Prompt. Rewrite the items from the beginning through the line holding "[7,369,484,582]", inclusive, changing "detector" to "scanner" and leaving everything else unchanged.
-- -- --
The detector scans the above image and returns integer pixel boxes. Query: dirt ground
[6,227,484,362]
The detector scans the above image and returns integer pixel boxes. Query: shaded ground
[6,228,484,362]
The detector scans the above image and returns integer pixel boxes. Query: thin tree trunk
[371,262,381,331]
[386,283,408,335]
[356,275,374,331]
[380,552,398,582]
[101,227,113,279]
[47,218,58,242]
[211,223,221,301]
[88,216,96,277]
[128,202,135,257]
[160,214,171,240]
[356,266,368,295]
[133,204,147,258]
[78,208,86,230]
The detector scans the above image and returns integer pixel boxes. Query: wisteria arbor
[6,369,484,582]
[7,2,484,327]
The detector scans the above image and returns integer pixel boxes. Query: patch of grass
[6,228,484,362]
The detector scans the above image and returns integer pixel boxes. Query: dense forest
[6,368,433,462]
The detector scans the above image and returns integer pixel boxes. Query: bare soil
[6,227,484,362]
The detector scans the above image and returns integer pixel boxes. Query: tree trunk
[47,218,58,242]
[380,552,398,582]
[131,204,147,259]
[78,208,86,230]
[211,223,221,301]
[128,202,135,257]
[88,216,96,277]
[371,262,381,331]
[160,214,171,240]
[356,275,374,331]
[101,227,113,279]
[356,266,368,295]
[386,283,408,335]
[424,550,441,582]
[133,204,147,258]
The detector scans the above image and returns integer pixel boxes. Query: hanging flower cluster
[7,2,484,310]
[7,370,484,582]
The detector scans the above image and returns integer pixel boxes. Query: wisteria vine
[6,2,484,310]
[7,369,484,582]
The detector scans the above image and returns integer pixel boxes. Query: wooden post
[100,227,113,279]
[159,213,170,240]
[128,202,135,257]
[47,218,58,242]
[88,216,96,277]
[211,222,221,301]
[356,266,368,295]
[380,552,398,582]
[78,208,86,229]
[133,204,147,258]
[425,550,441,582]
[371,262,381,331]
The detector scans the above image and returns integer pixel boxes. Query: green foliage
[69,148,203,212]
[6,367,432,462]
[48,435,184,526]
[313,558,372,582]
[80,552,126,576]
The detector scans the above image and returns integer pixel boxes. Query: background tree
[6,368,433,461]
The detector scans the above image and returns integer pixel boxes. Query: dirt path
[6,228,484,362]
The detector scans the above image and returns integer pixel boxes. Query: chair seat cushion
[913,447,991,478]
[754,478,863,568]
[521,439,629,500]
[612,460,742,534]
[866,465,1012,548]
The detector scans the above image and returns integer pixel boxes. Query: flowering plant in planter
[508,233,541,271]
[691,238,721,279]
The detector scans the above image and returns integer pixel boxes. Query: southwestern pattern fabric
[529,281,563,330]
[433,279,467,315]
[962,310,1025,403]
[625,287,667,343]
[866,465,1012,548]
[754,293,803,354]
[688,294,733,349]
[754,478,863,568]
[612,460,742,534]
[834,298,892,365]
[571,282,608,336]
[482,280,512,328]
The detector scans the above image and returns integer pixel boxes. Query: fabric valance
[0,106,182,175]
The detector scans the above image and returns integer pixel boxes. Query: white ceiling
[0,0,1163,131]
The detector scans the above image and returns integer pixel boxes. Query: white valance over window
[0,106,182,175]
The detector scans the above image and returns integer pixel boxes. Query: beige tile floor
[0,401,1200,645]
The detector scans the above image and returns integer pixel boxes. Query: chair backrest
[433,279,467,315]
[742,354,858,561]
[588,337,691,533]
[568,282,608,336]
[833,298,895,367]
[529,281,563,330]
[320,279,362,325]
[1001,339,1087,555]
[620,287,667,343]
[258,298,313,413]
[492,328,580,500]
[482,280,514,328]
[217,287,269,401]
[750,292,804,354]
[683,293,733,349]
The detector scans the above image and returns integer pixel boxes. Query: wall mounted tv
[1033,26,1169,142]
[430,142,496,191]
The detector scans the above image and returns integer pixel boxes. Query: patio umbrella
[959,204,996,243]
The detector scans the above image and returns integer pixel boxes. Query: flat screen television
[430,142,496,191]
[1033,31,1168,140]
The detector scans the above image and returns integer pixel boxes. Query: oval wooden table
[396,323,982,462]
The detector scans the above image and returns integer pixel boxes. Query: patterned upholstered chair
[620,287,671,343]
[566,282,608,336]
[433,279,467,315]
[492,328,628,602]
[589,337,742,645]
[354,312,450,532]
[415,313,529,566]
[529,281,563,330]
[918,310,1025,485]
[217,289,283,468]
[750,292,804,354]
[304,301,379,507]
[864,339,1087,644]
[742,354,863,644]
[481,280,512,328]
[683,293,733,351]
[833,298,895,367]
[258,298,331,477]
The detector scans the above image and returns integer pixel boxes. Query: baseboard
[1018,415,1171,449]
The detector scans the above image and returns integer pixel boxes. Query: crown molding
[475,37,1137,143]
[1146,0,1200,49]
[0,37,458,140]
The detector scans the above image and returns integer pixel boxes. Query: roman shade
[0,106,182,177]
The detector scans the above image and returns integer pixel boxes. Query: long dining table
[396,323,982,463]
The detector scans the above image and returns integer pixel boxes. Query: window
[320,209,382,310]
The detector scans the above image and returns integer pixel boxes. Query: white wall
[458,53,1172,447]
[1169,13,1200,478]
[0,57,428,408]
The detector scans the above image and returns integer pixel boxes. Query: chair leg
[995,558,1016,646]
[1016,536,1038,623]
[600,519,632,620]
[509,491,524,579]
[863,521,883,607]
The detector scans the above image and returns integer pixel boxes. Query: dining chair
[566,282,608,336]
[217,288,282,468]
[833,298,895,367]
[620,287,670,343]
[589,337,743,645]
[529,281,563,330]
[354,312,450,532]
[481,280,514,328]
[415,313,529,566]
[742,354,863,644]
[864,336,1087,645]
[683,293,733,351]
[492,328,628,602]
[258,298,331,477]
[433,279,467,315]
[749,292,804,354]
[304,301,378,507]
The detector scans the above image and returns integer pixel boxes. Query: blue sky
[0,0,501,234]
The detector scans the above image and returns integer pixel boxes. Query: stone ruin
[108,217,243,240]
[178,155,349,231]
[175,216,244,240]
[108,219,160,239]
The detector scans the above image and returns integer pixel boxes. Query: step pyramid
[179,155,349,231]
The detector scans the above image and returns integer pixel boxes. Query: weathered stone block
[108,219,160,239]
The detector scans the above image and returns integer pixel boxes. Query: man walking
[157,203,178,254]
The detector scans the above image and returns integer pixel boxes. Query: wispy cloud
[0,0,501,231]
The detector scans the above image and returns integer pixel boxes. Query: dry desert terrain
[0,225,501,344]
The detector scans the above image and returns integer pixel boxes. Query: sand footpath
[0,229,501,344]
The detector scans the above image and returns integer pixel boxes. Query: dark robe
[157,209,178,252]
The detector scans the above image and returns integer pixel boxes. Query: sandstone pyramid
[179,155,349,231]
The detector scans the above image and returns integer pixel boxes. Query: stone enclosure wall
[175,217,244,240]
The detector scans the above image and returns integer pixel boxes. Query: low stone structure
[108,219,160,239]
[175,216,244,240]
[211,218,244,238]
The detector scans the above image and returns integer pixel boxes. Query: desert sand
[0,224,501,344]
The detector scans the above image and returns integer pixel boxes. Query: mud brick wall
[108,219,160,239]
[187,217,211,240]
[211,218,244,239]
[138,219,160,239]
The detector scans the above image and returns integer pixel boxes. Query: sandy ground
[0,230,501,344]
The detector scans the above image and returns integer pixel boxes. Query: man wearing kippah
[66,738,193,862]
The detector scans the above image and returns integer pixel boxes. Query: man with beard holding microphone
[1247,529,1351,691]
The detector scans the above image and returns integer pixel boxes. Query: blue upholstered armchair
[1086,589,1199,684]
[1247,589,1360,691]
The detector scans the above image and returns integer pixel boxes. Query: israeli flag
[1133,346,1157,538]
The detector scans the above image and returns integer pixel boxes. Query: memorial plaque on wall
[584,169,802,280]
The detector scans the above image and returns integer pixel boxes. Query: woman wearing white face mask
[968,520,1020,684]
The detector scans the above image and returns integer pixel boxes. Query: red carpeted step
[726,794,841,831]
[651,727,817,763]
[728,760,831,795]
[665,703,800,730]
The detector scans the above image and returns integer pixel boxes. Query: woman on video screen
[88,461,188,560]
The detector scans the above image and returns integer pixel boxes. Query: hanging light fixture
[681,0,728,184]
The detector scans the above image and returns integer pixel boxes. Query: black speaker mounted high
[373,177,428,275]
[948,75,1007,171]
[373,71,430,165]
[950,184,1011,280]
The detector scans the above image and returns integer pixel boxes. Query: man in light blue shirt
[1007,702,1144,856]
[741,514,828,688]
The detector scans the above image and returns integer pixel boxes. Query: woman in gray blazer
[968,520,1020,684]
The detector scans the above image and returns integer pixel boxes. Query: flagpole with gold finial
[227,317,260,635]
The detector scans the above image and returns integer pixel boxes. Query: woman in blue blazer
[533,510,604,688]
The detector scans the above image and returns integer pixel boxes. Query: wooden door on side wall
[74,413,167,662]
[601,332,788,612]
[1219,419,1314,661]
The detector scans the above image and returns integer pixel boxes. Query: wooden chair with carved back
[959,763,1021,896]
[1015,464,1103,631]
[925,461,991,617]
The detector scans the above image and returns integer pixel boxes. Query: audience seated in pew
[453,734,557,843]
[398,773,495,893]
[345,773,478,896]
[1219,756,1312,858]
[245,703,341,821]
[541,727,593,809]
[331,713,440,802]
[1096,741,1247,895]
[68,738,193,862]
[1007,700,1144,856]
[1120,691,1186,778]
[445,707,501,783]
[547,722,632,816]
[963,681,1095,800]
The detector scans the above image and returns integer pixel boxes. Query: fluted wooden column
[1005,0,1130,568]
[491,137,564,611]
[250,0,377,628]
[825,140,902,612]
-- -- --
Answer.
The scanner scans the above image and returns integer pixel boxes. Query: dirt ground
[6,227,484,362]
The scanner scans the above image and returns integer pixel boxes. Query: shaded ground
[6,228,484,362]
The scanner scans the above image and returns integer pixel boxes. Query: thin tree trunk
[371,262,381,331]
[386,283,408,335]
[356,275,374,331]
[380,552,398,582]
[101,227,113,279]
[47,218,58,242]
[211,223,221,301]
[88,216,96,277]
[128,202,135,257]
[160,214,171,240]
[356,266,368,295]
[133,204,147,258]
[78,208,86,230]
The scanner scans the above image and returns integer pixel boxes. Query: wisteria arbor
[6,369,484,582]
[7,2,484,327]
The scanner scans the above image and returns integer pixel boxes. Query: patch of grass
[6,228,484,362]
The scanner scans the above image and returns integer pixel boxes. Query: dense forest
[6,368,433,462]
The scanner scans the above image and returns integer pixel boxes. Query: bare soil
[6,227,484,362]
The scanner scans the above image and returns integer pixel boxes. Query: tree trunk
[47,218,58,242]
[380,552,398,582]
[131,204,147,259]
[78,208,86,230]
[211,223,221,301]
[128,202,135,257]
[88,216,96,277]
[371,262,381,331]
[160,214,171,240]
[356,275,374,331]
[101,227,113,279]
[356,266,368,295]
[386,283,408,335]
[424,550,441,582]
[133,204,147,258]
The scanner scans the above image and returns integer pixel boxes. Query: hanging flower cluster
[7,2,484,310]
[7,370,484,582]
The scanner scans the above image and returns integer pixel boxes. Query: wisteria vine
[6,2,484,310]
[7,369,484,582]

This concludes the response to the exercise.